Exercise aim
For the entries that follow, report how many lines include the word "girl" and add nothing.

===== Source data

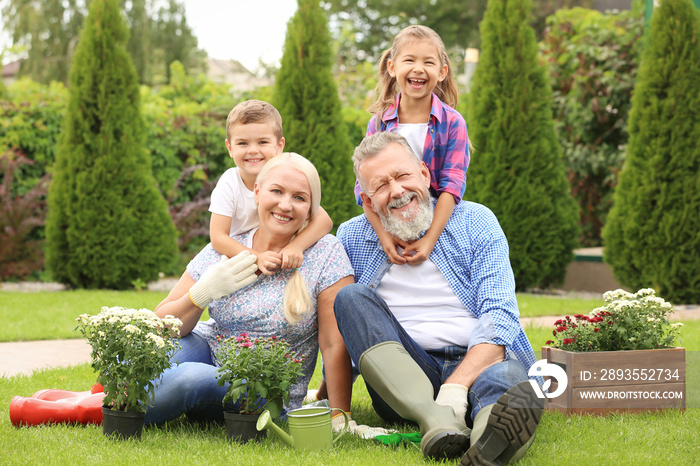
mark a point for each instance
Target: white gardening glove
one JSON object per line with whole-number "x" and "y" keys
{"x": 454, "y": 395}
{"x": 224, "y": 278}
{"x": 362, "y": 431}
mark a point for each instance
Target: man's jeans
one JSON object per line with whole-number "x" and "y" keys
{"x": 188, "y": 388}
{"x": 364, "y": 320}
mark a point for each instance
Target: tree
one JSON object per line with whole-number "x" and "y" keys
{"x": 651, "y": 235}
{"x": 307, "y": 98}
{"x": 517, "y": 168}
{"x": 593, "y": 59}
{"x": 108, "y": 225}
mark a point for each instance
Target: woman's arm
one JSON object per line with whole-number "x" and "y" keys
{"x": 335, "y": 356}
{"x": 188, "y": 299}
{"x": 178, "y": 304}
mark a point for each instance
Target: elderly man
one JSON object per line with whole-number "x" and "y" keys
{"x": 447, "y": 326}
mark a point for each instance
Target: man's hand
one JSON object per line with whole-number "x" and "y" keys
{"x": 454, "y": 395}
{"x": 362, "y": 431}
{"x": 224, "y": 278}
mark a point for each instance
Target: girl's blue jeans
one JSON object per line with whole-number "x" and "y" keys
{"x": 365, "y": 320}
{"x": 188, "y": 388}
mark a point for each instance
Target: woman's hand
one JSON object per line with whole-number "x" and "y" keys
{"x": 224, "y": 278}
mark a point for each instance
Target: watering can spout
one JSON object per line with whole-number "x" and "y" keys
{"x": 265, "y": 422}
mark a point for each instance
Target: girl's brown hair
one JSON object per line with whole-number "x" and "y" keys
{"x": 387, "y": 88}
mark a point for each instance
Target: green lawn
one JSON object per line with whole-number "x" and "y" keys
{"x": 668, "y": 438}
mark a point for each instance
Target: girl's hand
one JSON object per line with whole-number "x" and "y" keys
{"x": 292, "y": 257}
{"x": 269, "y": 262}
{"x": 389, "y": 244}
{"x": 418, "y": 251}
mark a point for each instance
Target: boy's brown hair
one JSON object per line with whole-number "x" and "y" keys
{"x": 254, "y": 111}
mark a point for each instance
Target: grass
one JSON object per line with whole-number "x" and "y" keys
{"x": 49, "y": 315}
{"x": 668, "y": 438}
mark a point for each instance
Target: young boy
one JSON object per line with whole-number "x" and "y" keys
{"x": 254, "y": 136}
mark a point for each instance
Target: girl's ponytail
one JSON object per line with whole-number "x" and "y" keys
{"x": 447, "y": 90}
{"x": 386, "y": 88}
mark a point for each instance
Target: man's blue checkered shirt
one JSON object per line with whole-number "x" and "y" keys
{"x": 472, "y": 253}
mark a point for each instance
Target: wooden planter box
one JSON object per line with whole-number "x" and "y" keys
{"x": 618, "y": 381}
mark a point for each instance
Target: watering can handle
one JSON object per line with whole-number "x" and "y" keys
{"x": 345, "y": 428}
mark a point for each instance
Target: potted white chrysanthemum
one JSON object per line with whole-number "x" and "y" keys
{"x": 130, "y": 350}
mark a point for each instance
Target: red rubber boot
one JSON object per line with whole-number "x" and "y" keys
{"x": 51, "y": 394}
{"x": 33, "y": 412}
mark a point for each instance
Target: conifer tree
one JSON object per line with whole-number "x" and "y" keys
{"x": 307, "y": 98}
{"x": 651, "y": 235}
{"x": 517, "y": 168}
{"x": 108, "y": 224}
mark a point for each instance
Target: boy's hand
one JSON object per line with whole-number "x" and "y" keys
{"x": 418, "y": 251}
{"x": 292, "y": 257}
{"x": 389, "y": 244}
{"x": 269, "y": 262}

==========
===== Source data

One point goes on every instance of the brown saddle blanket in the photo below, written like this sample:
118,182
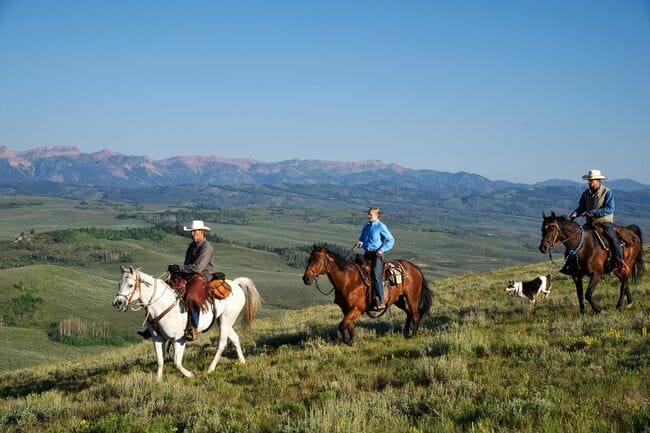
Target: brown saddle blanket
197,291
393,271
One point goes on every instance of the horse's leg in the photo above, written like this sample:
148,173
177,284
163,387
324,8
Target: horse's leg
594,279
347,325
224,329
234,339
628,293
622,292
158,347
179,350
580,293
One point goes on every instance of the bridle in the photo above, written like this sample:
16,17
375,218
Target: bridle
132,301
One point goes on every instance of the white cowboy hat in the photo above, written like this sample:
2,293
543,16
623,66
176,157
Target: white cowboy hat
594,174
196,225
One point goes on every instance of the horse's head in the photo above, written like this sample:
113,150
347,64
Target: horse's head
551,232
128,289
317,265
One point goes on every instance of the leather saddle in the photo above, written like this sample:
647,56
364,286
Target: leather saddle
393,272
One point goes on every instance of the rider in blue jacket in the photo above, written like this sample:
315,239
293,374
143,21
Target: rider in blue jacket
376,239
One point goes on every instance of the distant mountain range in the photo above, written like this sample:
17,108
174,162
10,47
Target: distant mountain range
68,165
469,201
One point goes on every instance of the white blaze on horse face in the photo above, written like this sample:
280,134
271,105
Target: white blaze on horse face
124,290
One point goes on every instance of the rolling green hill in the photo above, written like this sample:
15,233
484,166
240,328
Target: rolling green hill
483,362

==========

Your response
4